**WORK REQUIRED**
Extract every row below that contains the word "floor", copying each one in full.

╔══

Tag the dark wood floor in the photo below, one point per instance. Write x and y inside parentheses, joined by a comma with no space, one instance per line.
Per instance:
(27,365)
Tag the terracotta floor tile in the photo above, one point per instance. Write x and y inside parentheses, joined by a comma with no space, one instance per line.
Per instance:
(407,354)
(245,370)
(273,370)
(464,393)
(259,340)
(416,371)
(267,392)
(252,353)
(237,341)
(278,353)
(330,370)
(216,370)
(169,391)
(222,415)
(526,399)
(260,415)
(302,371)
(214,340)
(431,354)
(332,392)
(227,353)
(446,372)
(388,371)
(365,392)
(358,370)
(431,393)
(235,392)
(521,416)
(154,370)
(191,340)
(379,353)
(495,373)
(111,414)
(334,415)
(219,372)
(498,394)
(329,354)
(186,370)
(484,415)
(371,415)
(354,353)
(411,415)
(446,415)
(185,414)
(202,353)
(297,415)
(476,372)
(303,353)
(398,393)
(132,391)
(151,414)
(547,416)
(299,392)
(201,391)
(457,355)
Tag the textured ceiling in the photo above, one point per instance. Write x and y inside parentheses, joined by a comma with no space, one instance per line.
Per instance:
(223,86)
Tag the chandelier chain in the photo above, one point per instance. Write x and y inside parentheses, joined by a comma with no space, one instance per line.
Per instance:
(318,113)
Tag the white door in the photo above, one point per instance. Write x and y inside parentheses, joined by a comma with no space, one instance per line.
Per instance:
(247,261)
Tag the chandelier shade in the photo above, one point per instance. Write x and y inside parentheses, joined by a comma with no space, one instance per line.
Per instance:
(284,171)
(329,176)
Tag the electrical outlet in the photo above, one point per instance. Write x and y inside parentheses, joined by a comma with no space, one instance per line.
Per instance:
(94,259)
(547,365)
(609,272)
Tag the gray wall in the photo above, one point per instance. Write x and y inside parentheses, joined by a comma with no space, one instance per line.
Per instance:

╚══
╔══

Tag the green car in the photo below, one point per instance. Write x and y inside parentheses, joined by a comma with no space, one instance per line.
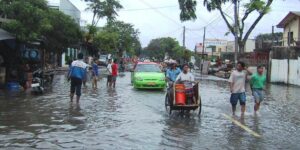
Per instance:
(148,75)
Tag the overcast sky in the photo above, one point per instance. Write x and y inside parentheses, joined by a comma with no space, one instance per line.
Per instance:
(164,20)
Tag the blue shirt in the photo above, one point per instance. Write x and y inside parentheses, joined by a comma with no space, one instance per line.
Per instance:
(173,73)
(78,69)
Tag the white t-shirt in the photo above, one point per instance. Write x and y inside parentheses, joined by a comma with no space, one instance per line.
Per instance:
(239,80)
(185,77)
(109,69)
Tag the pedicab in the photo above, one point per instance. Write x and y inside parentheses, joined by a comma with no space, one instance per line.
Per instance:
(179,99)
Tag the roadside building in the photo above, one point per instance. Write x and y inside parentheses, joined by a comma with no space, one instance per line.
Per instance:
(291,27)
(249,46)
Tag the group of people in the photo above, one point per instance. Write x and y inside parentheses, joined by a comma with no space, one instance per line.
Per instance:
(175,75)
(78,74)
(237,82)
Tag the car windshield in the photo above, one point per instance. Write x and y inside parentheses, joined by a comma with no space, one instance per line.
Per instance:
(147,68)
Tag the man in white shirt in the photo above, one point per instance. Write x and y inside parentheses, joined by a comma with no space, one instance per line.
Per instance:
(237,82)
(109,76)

╚══
╔══

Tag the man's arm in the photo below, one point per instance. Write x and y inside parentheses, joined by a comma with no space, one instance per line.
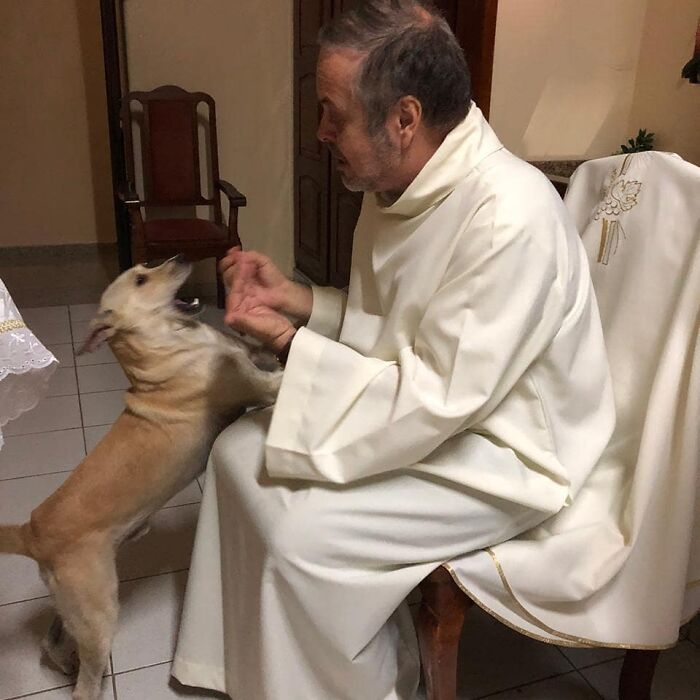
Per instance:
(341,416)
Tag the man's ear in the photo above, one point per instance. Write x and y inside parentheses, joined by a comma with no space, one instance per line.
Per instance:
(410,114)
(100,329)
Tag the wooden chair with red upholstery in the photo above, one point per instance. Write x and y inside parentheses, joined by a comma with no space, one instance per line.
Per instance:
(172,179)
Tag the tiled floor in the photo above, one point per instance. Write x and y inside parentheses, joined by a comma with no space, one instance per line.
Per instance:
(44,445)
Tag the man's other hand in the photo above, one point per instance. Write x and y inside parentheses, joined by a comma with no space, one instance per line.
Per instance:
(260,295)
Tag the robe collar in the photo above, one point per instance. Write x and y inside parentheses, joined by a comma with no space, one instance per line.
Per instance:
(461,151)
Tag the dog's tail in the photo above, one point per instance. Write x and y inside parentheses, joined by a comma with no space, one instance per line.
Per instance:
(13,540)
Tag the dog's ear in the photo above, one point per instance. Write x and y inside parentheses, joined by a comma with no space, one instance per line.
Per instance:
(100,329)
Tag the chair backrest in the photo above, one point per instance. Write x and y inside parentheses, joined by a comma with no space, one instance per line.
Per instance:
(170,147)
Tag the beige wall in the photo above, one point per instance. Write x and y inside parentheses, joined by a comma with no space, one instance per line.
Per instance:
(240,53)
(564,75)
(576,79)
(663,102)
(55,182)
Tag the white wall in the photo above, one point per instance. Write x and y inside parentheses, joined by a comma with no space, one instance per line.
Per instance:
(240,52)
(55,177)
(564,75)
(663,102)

╚══

**WRITTEN ANSWER**
Tag the dark wood floor in the photo below, one point per instance. Write x and y inside parentheses, joined by a comma with no space, one instance per line.
Tag the terracotta floor tile in the photo above, one point per instance. Write x and y inside parentheses, joined by a comma with no space, one instance per line.
Tag the tiled floor in the photo above, one point per instance. Write x and y inside parentheses, joined by a comma with no space, one instance per line.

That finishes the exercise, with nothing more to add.